• [REQUIREMENT 1]
Starting at the line in the records that contains "# test: mark one point on the farm" and ending at the last line of the records, lay out those lines as a JSON list of strings, one string per line, with blank lines left out. Leave the pictures out of the answer.

• [EXCERPT PROVIDED]
--- Start ---
First of all, I am do math only for fun, and I am only amateur, so excuse me because of my lack on knowledge in this field. I was curious about some answers and I want to know if my judgment was ok or wrong. First I wanted to find out the answer of: $$i^j$$ (where $i^2=-1, j^2=1, j≠-1, j≠1$), j is split complex number $$j^j$$ $$j^i$$
Maybe I was wrong to combine complex number with split numbers. I don’t know. Please let me know If my calculus is ok or there are some mistakes in it.
Thank you.
First: $$\ln(j)$$ I use the formula for logarithm of split complex numbers: $$\ln (a + bj) = ½ (\ln ((a + b)(a - b)) + ½ j( \ln (a + b)/(a-b))$$
I know that $(a + b)(a - b) < 0$, we will get a complex number in our answer and that that the split complex logarithm is not closed. Of course for all formulas I take into consideration only the principal branch.
--- End ---
• [REQUIREMENT 2]
Transcribe the forum post on split complex numbers starting at "First of all, I" and ending at "the principal branch.".

• [DATA FOR PROCESSING]
--- Start ---
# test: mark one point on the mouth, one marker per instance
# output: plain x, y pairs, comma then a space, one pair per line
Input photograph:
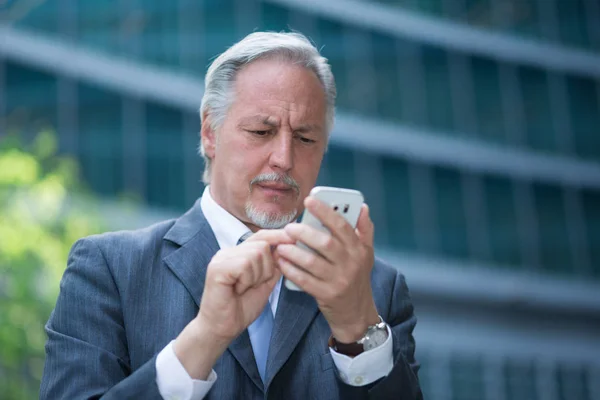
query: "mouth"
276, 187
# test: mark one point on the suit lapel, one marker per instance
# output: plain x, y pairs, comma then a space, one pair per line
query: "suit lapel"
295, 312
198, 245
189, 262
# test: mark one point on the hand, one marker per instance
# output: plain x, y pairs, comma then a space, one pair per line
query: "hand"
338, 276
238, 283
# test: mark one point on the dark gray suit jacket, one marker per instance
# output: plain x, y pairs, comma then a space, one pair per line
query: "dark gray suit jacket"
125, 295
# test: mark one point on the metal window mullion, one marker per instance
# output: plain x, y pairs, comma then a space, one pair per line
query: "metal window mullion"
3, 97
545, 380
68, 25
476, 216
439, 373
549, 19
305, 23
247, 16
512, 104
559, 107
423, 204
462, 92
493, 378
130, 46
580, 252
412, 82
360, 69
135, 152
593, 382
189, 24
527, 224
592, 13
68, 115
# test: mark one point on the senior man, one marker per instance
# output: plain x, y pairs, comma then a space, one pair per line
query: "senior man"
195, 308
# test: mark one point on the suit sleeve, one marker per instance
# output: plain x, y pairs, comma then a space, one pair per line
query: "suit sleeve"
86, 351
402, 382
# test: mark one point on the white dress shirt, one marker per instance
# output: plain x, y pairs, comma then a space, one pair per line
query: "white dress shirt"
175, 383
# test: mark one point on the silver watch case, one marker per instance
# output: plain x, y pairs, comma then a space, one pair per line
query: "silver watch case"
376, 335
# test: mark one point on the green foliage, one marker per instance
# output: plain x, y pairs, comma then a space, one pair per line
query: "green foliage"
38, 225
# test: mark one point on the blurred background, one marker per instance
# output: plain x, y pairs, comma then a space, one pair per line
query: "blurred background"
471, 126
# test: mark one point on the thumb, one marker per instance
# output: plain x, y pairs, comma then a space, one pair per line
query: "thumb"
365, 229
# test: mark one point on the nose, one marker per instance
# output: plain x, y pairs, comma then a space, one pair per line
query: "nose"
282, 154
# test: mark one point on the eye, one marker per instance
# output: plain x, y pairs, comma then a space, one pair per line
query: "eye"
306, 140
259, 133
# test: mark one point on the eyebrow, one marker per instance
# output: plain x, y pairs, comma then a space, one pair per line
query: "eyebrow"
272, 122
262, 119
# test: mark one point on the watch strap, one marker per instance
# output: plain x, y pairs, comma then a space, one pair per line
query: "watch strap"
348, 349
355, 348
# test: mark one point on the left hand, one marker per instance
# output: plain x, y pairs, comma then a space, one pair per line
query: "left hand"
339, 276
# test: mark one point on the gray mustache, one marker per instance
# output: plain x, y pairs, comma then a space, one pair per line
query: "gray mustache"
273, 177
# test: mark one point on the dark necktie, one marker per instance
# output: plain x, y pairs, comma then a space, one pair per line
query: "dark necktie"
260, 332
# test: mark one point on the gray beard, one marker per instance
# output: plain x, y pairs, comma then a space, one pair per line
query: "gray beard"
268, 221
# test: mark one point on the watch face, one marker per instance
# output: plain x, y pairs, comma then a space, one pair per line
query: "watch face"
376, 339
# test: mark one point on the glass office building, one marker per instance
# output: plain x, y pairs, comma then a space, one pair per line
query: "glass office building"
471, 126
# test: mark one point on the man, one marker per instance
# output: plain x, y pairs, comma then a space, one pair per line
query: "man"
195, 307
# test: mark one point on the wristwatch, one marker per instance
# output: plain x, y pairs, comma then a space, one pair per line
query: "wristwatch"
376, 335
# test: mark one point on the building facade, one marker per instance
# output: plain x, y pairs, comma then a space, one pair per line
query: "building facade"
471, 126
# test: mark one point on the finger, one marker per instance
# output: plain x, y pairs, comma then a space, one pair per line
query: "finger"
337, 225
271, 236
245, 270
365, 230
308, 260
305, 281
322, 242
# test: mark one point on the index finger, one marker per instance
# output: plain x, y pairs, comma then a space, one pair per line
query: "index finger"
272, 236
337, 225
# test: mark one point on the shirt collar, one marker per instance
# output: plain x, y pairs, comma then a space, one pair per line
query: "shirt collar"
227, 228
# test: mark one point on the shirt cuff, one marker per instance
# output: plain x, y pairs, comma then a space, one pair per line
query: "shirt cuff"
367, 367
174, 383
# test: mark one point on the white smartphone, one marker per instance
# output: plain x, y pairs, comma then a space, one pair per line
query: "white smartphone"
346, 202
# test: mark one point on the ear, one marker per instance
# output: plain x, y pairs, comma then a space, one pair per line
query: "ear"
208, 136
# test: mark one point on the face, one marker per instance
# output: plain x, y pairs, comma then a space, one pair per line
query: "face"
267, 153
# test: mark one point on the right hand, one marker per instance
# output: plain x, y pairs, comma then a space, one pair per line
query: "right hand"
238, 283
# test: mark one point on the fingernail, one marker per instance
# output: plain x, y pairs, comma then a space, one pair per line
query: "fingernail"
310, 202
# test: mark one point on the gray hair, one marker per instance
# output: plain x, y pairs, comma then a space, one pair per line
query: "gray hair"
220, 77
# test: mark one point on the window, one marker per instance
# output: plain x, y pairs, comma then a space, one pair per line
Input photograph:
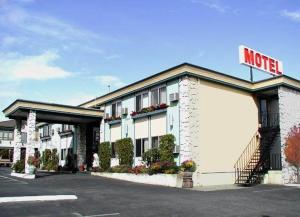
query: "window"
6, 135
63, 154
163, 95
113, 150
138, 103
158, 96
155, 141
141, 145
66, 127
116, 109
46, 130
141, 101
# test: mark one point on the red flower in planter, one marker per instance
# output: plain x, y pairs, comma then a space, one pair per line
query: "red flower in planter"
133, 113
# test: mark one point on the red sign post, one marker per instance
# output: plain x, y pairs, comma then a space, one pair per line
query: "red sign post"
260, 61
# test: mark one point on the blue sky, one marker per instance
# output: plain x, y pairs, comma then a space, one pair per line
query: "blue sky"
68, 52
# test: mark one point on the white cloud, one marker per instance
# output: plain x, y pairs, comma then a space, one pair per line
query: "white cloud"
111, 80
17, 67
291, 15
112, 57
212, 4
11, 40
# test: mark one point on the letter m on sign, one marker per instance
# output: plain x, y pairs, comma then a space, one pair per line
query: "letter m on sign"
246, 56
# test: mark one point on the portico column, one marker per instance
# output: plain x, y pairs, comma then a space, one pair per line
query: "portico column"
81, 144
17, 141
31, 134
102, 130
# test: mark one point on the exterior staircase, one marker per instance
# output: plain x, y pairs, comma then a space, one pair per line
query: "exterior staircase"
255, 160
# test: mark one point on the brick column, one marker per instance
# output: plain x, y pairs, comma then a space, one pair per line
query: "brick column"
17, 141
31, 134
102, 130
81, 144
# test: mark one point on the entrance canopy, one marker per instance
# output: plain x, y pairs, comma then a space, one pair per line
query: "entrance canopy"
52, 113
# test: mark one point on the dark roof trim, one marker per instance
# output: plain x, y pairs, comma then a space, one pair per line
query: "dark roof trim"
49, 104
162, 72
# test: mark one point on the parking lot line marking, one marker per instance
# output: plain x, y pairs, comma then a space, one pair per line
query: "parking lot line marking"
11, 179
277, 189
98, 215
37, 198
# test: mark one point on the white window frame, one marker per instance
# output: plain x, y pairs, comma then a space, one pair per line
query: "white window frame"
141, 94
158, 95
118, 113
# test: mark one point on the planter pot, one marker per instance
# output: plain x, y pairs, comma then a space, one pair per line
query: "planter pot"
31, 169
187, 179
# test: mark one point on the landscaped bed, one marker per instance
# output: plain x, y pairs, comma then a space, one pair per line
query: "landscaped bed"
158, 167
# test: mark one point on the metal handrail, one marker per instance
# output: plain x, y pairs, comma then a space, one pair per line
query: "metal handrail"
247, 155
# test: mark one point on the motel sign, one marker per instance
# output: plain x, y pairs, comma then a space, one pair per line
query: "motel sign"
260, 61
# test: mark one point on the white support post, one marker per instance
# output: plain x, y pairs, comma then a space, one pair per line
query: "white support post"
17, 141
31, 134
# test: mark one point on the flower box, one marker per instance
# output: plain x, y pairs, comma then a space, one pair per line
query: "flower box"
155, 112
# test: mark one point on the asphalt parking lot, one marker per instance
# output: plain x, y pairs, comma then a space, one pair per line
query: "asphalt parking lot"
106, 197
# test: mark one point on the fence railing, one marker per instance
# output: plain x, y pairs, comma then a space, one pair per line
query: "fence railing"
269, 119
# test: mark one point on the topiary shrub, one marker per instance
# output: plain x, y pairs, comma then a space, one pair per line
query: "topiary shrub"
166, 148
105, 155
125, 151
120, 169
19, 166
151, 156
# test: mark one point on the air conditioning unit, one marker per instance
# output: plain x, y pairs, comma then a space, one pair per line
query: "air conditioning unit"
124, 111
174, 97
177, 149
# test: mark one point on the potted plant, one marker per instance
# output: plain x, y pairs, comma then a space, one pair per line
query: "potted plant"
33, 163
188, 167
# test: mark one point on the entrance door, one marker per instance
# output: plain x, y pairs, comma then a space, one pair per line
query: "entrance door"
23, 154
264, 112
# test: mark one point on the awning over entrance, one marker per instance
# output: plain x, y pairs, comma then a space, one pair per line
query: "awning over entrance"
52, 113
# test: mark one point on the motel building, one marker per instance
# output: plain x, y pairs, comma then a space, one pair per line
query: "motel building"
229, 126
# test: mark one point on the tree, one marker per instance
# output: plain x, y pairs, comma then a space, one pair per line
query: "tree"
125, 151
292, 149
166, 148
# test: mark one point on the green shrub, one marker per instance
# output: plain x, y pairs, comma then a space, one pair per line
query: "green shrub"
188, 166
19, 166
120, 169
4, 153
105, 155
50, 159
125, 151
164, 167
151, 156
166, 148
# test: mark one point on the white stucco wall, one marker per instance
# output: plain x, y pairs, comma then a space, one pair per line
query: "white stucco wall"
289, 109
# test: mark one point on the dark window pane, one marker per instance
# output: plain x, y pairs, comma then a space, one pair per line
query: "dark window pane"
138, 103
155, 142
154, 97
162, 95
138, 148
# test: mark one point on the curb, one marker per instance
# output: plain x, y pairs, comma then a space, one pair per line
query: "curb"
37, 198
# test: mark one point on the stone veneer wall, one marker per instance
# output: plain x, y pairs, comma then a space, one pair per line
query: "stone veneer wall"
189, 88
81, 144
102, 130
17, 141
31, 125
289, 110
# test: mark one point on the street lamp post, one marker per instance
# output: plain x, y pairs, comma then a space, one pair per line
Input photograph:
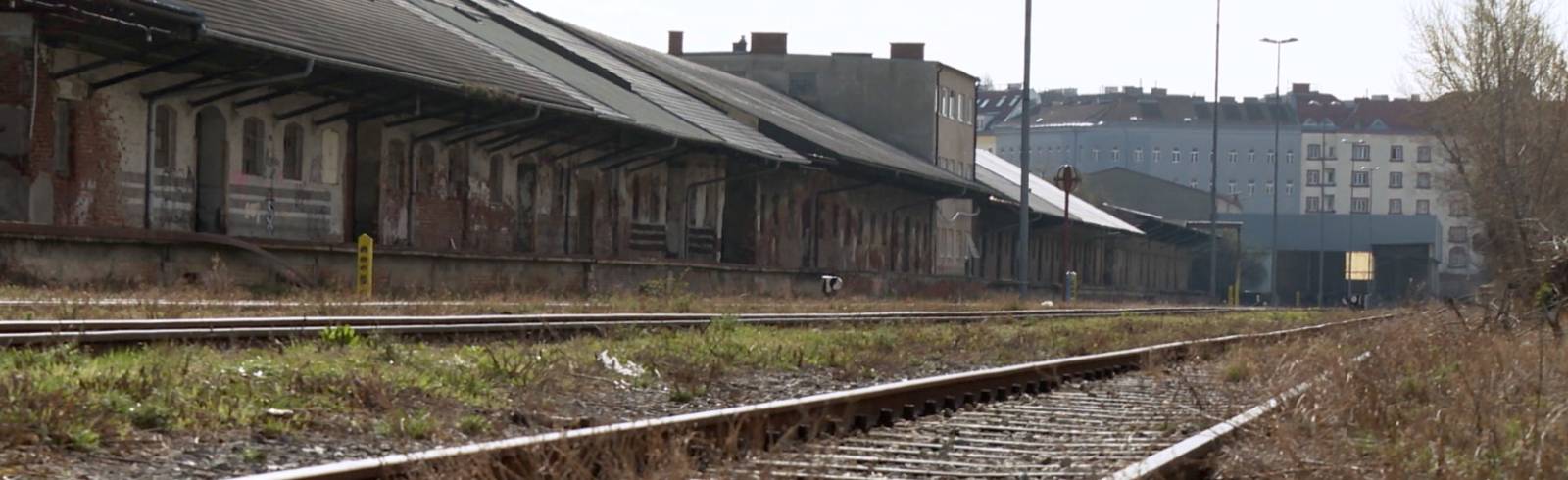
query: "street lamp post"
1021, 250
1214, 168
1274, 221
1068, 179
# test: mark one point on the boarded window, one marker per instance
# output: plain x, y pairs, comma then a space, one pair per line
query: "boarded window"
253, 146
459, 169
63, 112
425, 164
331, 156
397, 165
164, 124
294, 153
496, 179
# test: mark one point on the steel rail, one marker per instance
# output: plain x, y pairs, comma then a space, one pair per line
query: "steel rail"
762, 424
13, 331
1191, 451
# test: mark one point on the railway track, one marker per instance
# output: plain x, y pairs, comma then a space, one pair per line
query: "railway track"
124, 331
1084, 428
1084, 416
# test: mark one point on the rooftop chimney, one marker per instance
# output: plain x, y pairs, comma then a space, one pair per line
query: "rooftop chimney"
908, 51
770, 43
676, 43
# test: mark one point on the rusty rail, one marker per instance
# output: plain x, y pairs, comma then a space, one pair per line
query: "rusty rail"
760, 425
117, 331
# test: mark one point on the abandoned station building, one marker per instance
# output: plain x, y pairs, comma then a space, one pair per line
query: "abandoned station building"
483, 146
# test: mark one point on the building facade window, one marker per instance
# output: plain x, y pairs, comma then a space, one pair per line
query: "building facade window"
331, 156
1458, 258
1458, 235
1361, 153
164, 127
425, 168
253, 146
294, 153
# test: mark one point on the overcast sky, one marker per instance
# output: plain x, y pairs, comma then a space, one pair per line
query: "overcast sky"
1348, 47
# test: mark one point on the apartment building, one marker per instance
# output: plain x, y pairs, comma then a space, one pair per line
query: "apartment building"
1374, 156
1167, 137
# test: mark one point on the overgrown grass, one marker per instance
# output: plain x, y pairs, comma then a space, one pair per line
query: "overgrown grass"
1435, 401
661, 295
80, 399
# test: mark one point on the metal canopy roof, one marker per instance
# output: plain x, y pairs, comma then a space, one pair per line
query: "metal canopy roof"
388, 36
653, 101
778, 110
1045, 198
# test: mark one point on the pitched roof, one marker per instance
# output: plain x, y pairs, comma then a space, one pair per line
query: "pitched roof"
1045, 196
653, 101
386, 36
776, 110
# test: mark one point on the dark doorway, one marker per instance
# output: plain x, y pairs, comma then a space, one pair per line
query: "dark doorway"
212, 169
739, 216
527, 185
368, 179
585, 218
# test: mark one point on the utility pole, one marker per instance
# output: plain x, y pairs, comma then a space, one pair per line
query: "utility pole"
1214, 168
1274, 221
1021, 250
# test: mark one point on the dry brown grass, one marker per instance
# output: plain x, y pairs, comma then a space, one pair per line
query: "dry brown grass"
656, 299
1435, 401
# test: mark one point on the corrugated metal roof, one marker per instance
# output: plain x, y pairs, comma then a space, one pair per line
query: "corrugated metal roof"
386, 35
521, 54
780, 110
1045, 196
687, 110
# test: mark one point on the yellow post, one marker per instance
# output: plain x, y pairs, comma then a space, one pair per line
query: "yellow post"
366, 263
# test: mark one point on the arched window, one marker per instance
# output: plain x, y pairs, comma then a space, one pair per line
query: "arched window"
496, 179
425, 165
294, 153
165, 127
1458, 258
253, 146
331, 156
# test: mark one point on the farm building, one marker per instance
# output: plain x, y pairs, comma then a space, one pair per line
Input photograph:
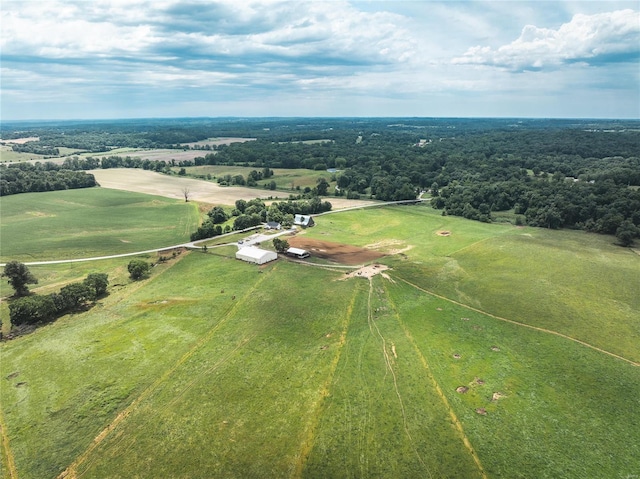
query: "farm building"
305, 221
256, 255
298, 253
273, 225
--- End ---
• [TASK RESULT 1]
[
  "# test: mark one point on the farm building, one marker per instance",
  "# output: plain x, y pairs, comma then a space, one pair per line",
  "Input photograph:",
  "query: \"farm building\"",
  "305, 221",
  "256, 255",
  "298, 253",
  "273, 225"
]

• [TASK RESULT 2]
First of all, I am do math only for fun, and I am only amateur, so excuse me because of my lack on knowledge in this field. I was curious about some answers and I want to know if my judgment was ok or wrong. First I wanted to find out the answer of: $$i^j$$ (where $i^2=-1, j^2=1, j≠-1, j≠1$), j is split complex number $$j^j$$ $$j^i$$
Maybe I was wrong to combine complex number with split numbers. I don’t know. Please let me know If my calculus is ok or there are some mistakes in it.
Thank you.
First: $$\ln(j)$$ I use the formula for logarithm of split complex numbers: $$\ln (a + bj) = ½ (\ln ((a + b)(a - b)) + ½ j( \ln (a + b)/(a-b))$$
I know that $(a + b)(a - b) < 0$, we will get a complex number in our answer and that that the split complex logarithm is not closed. Of course for all formulas I take into consideration only the principal branch.